* Exercise objective *
Repeat the material exactly, leaving nothing out.

* Records for the exercise *
(begin)
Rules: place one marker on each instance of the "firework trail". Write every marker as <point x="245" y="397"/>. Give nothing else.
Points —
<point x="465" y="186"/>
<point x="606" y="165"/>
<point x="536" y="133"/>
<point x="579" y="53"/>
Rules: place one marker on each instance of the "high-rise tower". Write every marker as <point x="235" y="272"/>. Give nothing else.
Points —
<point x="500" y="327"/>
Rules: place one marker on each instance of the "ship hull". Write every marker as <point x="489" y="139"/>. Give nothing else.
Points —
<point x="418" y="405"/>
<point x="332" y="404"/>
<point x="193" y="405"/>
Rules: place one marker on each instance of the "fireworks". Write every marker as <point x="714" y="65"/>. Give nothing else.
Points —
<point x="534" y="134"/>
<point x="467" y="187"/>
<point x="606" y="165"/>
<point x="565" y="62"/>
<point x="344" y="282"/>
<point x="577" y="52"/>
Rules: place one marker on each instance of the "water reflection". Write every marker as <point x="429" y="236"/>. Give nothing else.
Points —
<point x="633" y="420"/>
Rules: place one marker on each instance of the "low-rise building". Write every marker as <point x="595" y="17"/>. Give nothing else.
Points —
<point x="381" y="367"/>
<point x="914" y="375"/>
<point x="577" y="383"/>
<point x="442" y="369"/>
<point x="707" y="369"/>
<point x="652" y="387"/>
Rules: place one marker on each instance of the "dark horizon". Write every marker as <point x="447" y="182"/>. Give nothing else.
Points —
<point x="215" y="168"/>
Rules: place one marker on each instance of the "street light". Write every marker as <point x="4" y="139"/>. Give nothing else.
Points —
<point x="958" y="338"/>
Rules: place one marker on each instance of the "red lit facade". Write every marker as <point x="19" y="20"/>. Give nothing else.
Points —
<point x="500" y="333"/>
(end)
* Solution to this exercise *
Rules: place one marker on each instance of the "firework trail". Write every marker as <point x="245" y="397"/>. Give nothing else.
Points —
<point x="465" y="186"/>
<point x="606" y="165"/>
<point x="536" y="133"/>
<point x="579" y="53"/>
Rules: place one marker on each instance of the "high-rise tower". Write every marker as <point x="235" y="272"/>. Give nothing else.
Points —
<point x="500" y="327"/>
Rules: place one marker on each instance of the "ship hull". Write every marker as <point x="489" y="139"/>. Give nothing else.
Points —
<point x="418" y="405"/>
<point x="332" y="404"/>
<point x="193" y="405"/>
Rules: place one marker on each instance of the "fireworks". Write every marker as <point x="714" y="65"/>. Give nothing else.
Points —
<point x="534" y="134"/>
<point x="467" y="187"/>
<point x="606" y="165"/>
<point x="565" y="62"/>
<point x="344" y="282"/>
<point x="577" y="52"/>
Rules: place one marker on each instance of the "water reflection". Write every marker as <point x="429" y="236"/>. Give nothing else.
Points —
<point x="633" y="420"/>
Rules: place one marker on each instance of the "low-rise building". Write every marker as <point x="595" y="17"/>. Give nothing else.
Points —
<point x="381" y="367"/>
<point x="914" y="375"/>
<point x="577" y="383"/>
<point x="442" y="369"/>
<point x="707" y="369"/>
<point x="652" y="387"/>
Rules: place one marker on each instance of the "dark horizon". Write every marker as <point x="447" y="182"/>. Give nothing else.
Points —
<point x="215" y="168"/>
Rules: place one marker on each instance of the "street light". Write every marker as <point x="4" y="139"/>. Give nothing else.
Points —
<point x="958" y="338"/>
Rules: place one marker on each instance of the "red lit facade". Write every marker as <point x="19" y="20"/>. Give nothing else.
Points —
<point x="500" y="333"/>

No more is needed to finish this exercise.